> _Text excerpt_
__________________________________________________
Diwali, one of the most popular festivals in India is celebrated with pomp and glamour. This festival is a symbolism of goodness; of right versus wrong; of good versus evil; of light versus darkness. Diwali has been derived from the Sanskrit word ‘Deepavali’ which translates to ‘a row of lights’. This is evident from the lighting of lamps in every household. These lamps are small and kept together in a row marking the festival of Diwali.
Though this festival is mainly associated with India, people all over the world are now seen to be celebrating the festival of Diwali. It is usually celebrated during the month of November and this year, Diwali is celebrated on 4th November 2021.
As a festival, its origin is very ancient. Perhaps it originated when Lord Rama returned to Ayodhya after his exile. But Diwali is not only attributed to Lord Rama; it is also attributed to Goddess Lakshmi, Lord Vishnu, Lord Krishna, Lord Ganesha and also Jainism’s twenty-fourth Tirthankara, Lord Mahavira.
Now, we shall read about the different stories related to Diwali to help us understand the different reasons why Diwali is celebrated.
1-The birth of Goddess Lakshmi:
According to Hindu scriptures, Goddess Lakshmi, on the day of Amavasya of the Karthik month, was married to Lord Vishnu on this day itself.
This day of Amavasya is the darkest day of the month and Goddess Lakshmi’s birth and marriage is a symbolism of light encompassing darkness wherein a number of oil lamps were lit to celebrate this auspicious occasion,
Hence, even to this day, Diwali is celebrated in honour of Goddess Lakshmi and marriage to Lord Vishnu.
2-Lord Rama’s return to Ayodhya:
As mythology has it, Ravana the king of Lanka captured Sita, the wife of Lord Rama; the seventh incarnation of Vishnu. Lord Rama with the help of his brother Lakshmana, Lord Hanuman and many other monkeys built a bridge that went all the way to Lanka, defeated Ravana and rescued his wife. On his arrival to Ayodhya, the citizens welcomed them by bursting crackers and lighting lamps. From then on, Diwali is celebrated to honour and commemorate this auspicious occasion.
__________________________________________________
> _Direction 1_
Summarize the text on Diwali in two sentences.
The records have no connection to the text.

> _Given entries_
__________________________________________________
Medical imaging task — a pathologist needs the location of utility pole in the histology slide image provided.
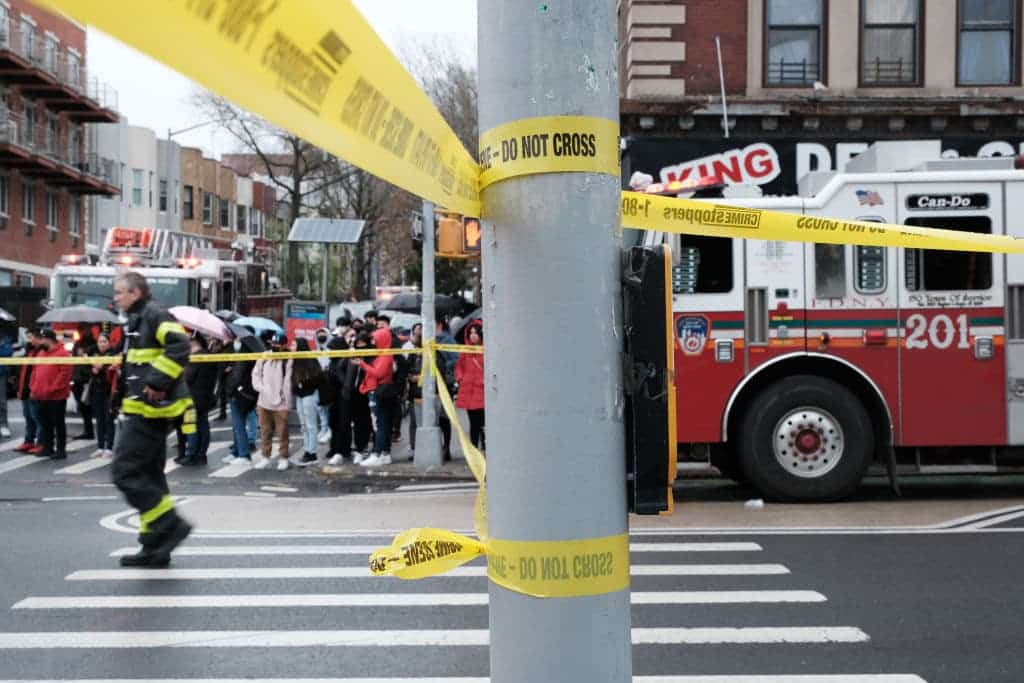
[414,201,441,471]
[477,0,632,683]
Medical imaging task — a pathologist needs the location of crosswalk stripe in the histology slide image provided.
[111,540,761,557]
[0,626,869,649]
[11,591,825,609]
[54,458,113,474]
[0,456,40,474]
[67,564,790,581]
[0,674,927,683]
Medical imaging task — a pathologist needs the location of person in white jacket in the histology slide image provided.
[253,337,292,470]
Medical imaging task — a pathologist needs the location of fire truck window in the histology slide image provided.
[814,244,846,299]
[672,234,732,294]
[905,216,992,292]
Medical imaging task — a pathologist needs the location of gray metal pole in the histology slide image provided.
[413,201,441,471]
[477,0,632,683]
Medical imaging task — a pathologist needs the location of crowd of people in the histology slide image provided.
[7,310,485,470]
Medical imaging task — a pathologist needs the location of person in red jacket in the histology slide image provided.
[31,330,72,460]
[455,321,485,451]
[358,328,398,467]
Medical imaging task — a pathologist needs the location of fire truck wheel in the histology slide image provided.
[737,375,874,501]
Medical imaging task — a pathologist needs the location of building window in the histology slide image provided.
[131,168,144,207]
[956,0,1017,85]
[22,179,36,227]
[860,0,921,85]
[68,197,82,240]
[765,0,823,86]
[203,193,213,225]
[46,189,60,230]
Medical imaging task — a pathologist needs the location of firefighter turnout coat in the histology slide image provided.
[121,299,195,423]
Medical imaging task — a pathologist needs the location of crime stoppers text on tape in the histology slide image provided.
[36,0,480,216]
[622,193,1024,254]
[479,116,618,189]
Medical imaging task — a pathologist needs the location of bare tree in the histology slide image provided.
[191,90,354,290]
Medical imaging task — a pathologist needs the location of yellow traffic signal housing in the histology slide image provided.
[462,216,483,254]
[437,215,466,258]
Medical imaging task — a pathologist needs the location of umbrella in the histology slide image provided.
[384,292,466,313]
[170,306,231,341]
[213,310,241,323]
[36,305,121,324]
[449,308,483,344]
[231,315,285,335]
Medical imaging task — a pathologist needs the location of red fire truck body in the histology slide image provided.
[645,142,1024,500]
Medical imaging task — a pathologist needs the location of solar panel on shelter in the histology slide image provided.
[288,218,367,245]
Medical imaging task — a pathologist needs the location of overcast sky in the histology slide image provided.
[87,0,476,157]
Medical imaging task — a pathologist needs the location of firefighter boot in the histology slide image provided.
[121,509,191,568]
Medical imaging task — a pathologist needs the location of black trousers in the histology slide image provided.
[111,415,172,512]
[348,391,374,453]
[466,408,487,451]
[328,395,352,458]
[36,398,68,456]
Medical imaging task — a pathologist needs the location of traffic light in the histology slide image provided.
[462,216,483,254]
[623,246,677,515]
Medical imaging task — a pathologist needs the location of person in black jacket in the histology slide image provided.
[111,271,196,567]
[225,335,266,462]
[175,336,220,467]
[71,332,96,441]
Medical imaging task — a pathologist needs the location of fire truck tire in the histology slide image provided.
[736,375,874,502]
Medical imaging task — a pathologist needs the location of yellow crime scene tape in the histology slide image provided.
[36,0,1024,597]
[35,0,480,216]
[479,116,618,189]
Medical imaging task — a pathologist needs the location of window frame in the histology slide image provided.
[857,0,925,88]
[953,0,1022,88]
[761,0,829,89]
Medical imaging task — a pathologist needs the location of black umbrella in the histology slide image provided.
[384,292,466,313]
[36,305,121,325]
[449,307,483,344]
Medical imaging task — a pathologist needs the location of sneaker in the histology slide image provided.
[359,453,384,467]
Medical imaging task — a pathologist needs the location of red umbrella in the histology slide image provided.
[170,306,233,341]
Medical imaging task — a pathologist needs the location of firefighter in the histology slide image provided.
[112,272,196,567]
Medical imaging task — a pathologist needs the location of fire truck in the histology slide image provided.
[49,227,291,339]
[643,141,1024,501]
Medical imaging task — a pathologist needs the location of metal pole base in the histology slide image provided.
[414,427,441,473]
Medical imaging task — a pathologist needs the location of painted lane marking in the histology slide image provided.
[111,543,761,557]
[11,591,826,609]
[0,626,869,649]
[66,564,790,581]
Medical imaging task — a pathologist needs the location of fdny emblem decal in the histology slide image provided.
[676,315,711,355]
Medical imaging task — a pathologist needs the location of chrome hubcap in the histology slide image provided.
[772,408,844,479]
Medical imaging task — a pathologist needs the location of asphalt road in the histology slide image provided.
[0,401,1024,683]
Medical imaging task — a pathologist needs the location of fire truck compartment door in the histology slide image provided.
[897,182,1007,446]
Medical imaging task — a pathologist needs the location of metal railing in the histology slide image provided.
[767,59,820,85]
[861,58,918,85]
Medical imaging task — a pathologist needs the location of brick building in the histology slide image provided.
[618,0,1024,195]
[0,0,120,287]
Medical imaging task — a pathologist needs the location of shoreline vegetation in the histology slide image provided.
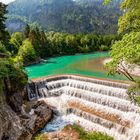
[103,58,140,77]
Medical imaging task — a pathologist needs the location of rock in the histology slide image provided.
[0,101,52,140]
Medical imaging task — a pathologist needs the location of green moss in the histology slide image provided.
[72,124,113,140]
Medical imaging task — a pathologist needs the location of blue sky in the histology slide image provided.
[0,0,15,4]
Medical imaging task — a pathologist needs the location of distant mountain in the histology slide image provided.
[6,0,121,34]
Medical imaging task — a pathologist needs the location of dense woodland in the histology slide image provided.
[0,0,140,140]
[7,25,121,65]
[6,0,121,34]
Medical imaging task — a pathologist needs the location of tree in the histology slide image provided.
[107,32,140,81]
[105,0,140,102]
[0,2,10,46]
[8,32,24,55]
[105,0,140,81]
[17,39,37,64]
[24,24,30,38]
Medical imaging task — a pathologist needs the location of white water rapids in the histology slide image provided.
[28,76,140,140]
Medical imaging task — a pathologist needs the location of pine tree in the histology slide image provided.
[0,2,10,46]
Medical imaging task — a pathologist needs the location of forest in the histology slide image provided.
[6,0,122,34]
[0,0,140,140]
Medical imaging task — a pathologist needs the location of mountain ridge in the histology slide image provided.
[6,0,121,34]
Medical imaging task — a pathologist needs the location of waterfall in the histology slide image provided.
[27,75,140,140]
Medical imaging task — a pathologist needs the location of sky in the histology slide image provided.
[0,0,15,4]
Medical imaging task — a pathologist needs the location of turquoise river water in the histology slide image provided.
[26,52,124,80]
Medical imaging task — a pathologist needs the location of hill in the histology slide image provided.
[6,0,121,34]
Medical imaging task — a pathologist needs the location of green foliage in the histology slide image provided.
[72,125,113,140]
[127,80,140,105]
[0,2,10,46]
[7,0,121,34]
[0,58,28,94]
[119,0,140,33]
[107,32,140,81]
[8,32,24,55]
[17,39,37,64]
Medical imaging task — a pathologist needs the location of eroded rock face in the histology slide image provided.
[0,101,52,140]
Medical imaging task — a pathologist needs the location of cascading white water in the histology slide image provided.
[28,76,140,140]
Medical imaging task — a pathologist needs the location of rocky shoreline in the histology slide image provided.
[0,85,53,140]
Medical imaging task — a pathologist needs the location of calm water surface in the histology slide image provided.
[26,52,124,80]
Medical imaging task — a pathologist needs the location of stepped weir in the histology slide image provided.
[27,75,140,140]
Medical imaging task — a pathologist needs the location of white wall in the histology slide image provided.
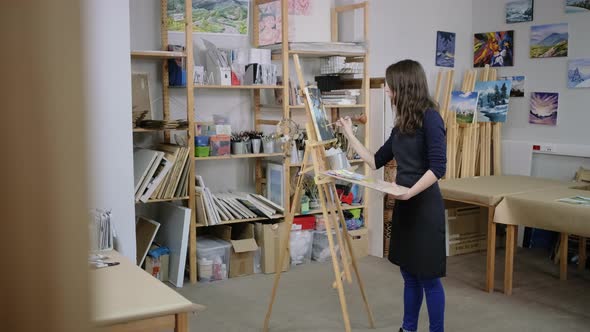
[83,0,136,261]
[473,0,590,179]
__________________________________________________
> _Direction 2_
Rename "histology slide image" to "photograph" in the stretch of records from the line containing "Medical imaging task — a pathologist needs the location of tree" through the end of the records, changing nothing else. Give only that stretch, and leave out the pictures.

> _Full solution 1_
Diwali, a popular Indian festival now celebrated around the world, takes its name from the Sanskrit word 'Deepavali,' meaning 'a row of lights,' and symbolizes goodness, good versus evil, and light versus darkness. Its ancient origin is attributed to several figures, including Goddess Lakshmi, whose birth and marriage to Lord Vishnu on the dark day of Amavasya were celebrated with oil lamps, and Lord Rama, whose return to Ayodhya after defeating Ravana was welcomed with crackers and lamps.

> _Full solution 2_
Medical imaging task — a pathologist needs the location of tree in the photograph provided.
[107,32,140,81]
[105,0,140,102]
[0,2,10,46]
[8,32,24,55]
[105,0,140,81]
[17,39,37,64]
[24,24,30,38]
Medical imaging task — a pathologist needs the location of white water rapids in the photograph provided.
[28,76,140,140]
Medical imaging task — a pathologist needs the location of pine tree in the photograph provided.
[0,2,10,46]
Medical imaging task — a pathologist needs the location of forest in the photograph provided.
[6,0,122,34]
[0,0,140,140]
Medical imaging task — a pathologist needs the location of mountain ridge in the photograph provided.
[6,0,121,34]
Medical imaging task — a pathologist needs the location of waterfall in the photograph provided.
[27,75,140,140]
Medical imaging task — a pathologist needs the location of sky in the photograph provided.
[0,0,15,4]
Medical imaging task — a pathologist needs the location of turquoise river water in the photograph provided.
[26,52,124,80]
Medical imaging task — a pathologist needs the location of hill in the photograph provided.
[6,0,121,34]
Medical imaging task — a pathologist needs the location of green foliage in the photograph provided.
[72,125,113,140]
[127,80,140,105]
[0,2,10,46]
[7,0,121,34]
[0,58,28,94]
[119,0,140,33]
[107,32,140,81]
[8,32,24,55]
[17,39,37,64]
Medical imaging task — a pathologist needs the location of eroded rock face in the photograph provided.
[0,101,52,140]
Medical imaging task — a pathologist needs the location of cascading white water in the photograph provided.
[28,76,140,140]
Medical imaging task — a pathologist needs the location of rocky shoreline in the photograph provided.
[0,85,53,140]
Medical imaging task — a pathologist needs the location of calm water surface in the photograph provided.
[26,52,124,80]
Medical imaging task — a pathologist needs the location of stepped weir in the photograph provided.
[27,75,140,140]
Medical imaging task — a pathologist needs the location of white wall in the photograph provided.
[83,0,136,261]
[473,0,590,179]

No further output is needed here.